TAREFAS A REALIZAR ▸
1 - Reproduza, por favor, o trecho sobre os sete sentidos desde "A resposta é" até "para aplicar botox.", inclusive.
2 - Diga se cada afirmação abaixo está de acordo com o trecho sobre os sete sentidos. Responda sim ou não e cite as palavras do trecho que decidem a questão.
(a) O rosto, as mãos e a coluna contam com mais neurônios dedicados.
(b) A interocepção é o sentido que lê como está o corpo por fora.
(c) Bater palmas pode ativar circuitos neurais ligados à tristeza.
3 - Com base no trecho sobre os sete sentidos, responda a cada pergunta em uma linha própria, usando as mesmas letras:
(a) Quantos sentidos temos, segundo Castellanos?
(b) Que área do cérebro interpreta os sinais que o corpo envia?
(c) Quem compôs a melodia para a qual John Turner e Geoffrey Parsons escreveram a letra?

TRECHO DE ORIGEM ▸
Castellanos revela que temos sete, e não cinco sentidos, como costumamos contabilizar. E que os dois de que não falamos são até mais importantes. Além de tato, paladar, olfato, visão e audição — voltados para perceber o mundo externo —, temos dois sentidos especializados no nosso mundo interno.

O primeiro é a interocepção, a capacidade de perceber o que acontece dentro do nosso corpo. Como está batendo nosso coração ou o ritmo da nossa respiração. O segundo, a propriocepção, que “lê” como está nosso corpo por fora e traduz a informação para o cérebro.

De acordo com a pesquisadora, há toda uma área no cérebro, o córtex somatossensorial, para interpretar os sinais que o nosso corpo nos envia. E há mais neurônios dedicados às partes consideradas mais importantes: o rosto, as mãos e a coluna.

Se estamos curvados, com os ombros encolhidos, nosso cérebro, descreve Castellanos, começa a ativar mecanismos típicos da tristeza. Se, por outro lado, batemos palmas, podemos ativar circuitos neurais ligados à alegria. Se o corpo informa ao cérebro como devemos agir, podemos, então, usar o corpo para alterar nosso estado de espírito?

A resposta é sim. Segundo a ciência, o conselho da letra que John Turner e Geoffrey Parsons escreveram para a melodia composta por Charles Chaplin está correto:

Light up your face with gladness/ Hide every trace of sadness/ Although a tear may be ever so near/ That’s the time you must keep on trying/ Smile what’s the use of crying/ You’ll find that life is still worthwhile/ If you’ll just/ Smile.

E eu poderia deixar vocês por aqui, com esse pensamento revigorante de que podemos melhorar nosso estado de espírito ao colocar um sorriso no rosto. Fake until you make it. Mas quando li essa entrevista, me dei conta também de que havia topado com uma justificativa heterodoxa para aplicar botox.

“Quando franzo a testa, estou ativando minha amígdala, portanto, se surgir uma situação estressante, vou ficar mais estimulado, vou reagir mais, porque já tenho essa área preparada”, diz Castellano. “Tentar relaxar essa parte, o cenho, desativa um pouco a nossa amígdala, relaxa”.

Se os músculos estão paralisados pela injeção de toxina, não conseguimos parecer preocupados. Deixamos de ter o triangle of sadness, essa área entre os olhos que vai ficando marcada com o tempo e as dificuldades da vida. É daí, aliás, que vem o nome de um dos filmes indicados ao Óscar este ano, que mostra um casting de modelos com uma exigência: uma expressão em que se veja pouco o tal triângulo.

Basicamente, podemos argumentar que colocamos botox para ter mais paz de espírito. Sem dúvida, parece mais nobre do que simplesmente aceitar que cedemos à pressão de padrões estéticos ou à busca da juventude eterna. Da próxima vez que for a um dermatologista, vou lembrar-me disso se for pagar por uma injeção na testa. Só vou tratar de garantir que a amplitude do sorriso seja a mesma, claro.

DADOS APRESENTADOS ▸

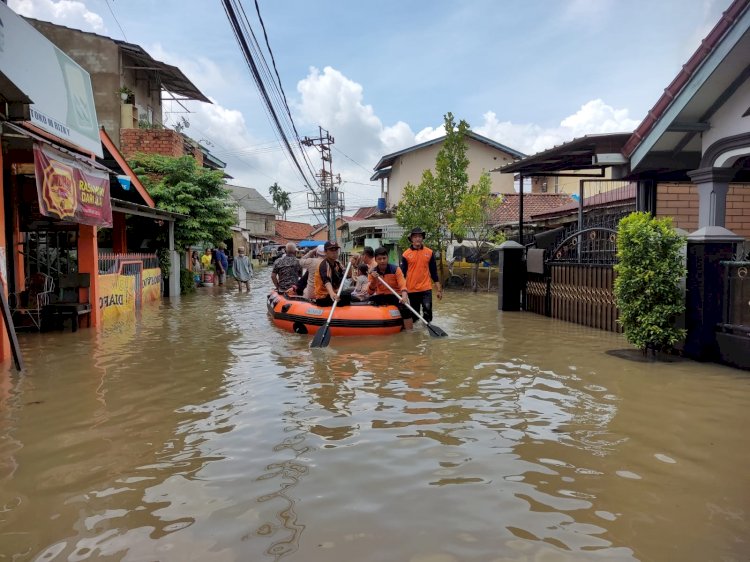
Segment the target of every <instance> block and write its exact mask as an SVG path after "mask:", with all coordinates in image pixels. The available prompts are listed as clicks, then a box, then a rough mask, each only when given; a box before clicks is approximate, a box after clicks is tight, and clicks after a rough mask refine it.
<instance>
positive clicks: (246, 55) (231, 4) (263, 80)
mask: <svg viewBox="0 0 750 562" xmlns="http://www.w3.org/2000/svg"><path fill="white" fill-rule="evenodd" d="M222 4H223V6H224V11H225V12H226V14H227V17H228V18H229V22H230V25H231V27H232V31H233V32H234V35H235V38H236V39H237V42H238V43H239V45H240V50H241V51H242V54H243V56H244V57H245V62H246V63H247V65H248V68H249V69H250V72H251V74H252V76H253V80H254V81H255V85H256V86H257V88H258V90H259V92H260V94H261V98H262V99H263V102H264V105H265V107H266V111H267V114H268V115H269V117H270V119H271V121H272V124H273V125H274V126H275V127H276V130H277V132H278V135H279V136H280V140H281V142H283V143H284V145H285V147H286V149H287V153H288V155H289V157H290V158H291V159H292V161H293V163H294V166H295V167H296V168H297V171H298V172H299V174H300V176H301V177H302V180H303V181H304V183H305V185H307V187H308V188H309V189H310V190H311V191H313V193H314V189H313V187H312V185H311V182H310V180H309V179H308V177H307V175H306V174H305V172H304V171H303V170H302V167H301V166H300V163H299V160H298V159H297V155H296V154H295V153H294V151H293V150H292V147H291V145H290V143H289V139H288V137H287V132H286V131H285V130H284V126H283V125H282V123H281V121H280V119H279V115H278V113H277V111H276V109H275V107H274V104H273V102H272V101H271V96H270V94H269V91H268V90H269V88H268V87H267V86H266V82H265V81H264V80H263V77H262V75H261V69H260V68H259V67H258V64H256V60H255V58H254V57H253V55H252V50H253V49H252V48H251V46H250V44H249V43H250V42H251V41H252V40H254V34H253V33H252V29H251V28H250V27H249V22H248V21H247V16H245V22H246V23H247V28H248V29H249V31H250V36H251V37H252V39H251V41H248V38H247V37H246V36H245V33H243V25H242V24H241V23H240V20H239V19H238V16H237V12H236V11H235V8H234V6H233V5H232V4H233V2H232V0H222ZM239 7H240V11H241V12H242V13H243V15H244V8H243V7H242V4H241V2H239ZM255 44H256V45H257V41H256V42H255ZM256 58H258V60H263V58H262V55H261V54H260V53H259V52H256ZM266 68H267V67H266ZM302 152H303V153H304V151H302ZM312 183H314V180H313V182H312Z"/></svg>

LISTA DE RESPOSTAS ▸
1 -
A resposta é sim. Segundo a ciência, o conselho da letra que John Turner e Geoffrey Parsons escreveram para a melodia composta por Charles Chaplin está correto:

Light up your face with gladness/ Hide every trace of sadness/ Although a tear may be ever so near/ That’s the time you must keep on trying/ Smile what’s the use of crying/ You’ll find that life is still worthwhile/ If you’ll just/ Smile.

E eu poderia deixar vocês por aqui, com esse pensamento revigorante de que podemos melhorar nosso estado de espírito ao colocar um sorriso no rosto. Fake until you make it. Mas quando li essa entrevista, me dei conta também de que havia topado com uma justificativa heterodoxa para aplicar botox.

2 -
(a) Sim: "E há mais neurônios dedicados às partes consideradas mais importantes: o rosto, as mãos e a coluna."
(b) Não: "O segundo, a propriocepção, que “lê” como está nosso corpo por fora e traduz a informação para o cérebro."
(c) Não: "Se, por outro lado, batemos palmas, podemos ativar circuitos neurais ligados à alegria."

3 -
(a) Sete.
(b) O córtex somatossensorial.
(c) Charles Chaplin.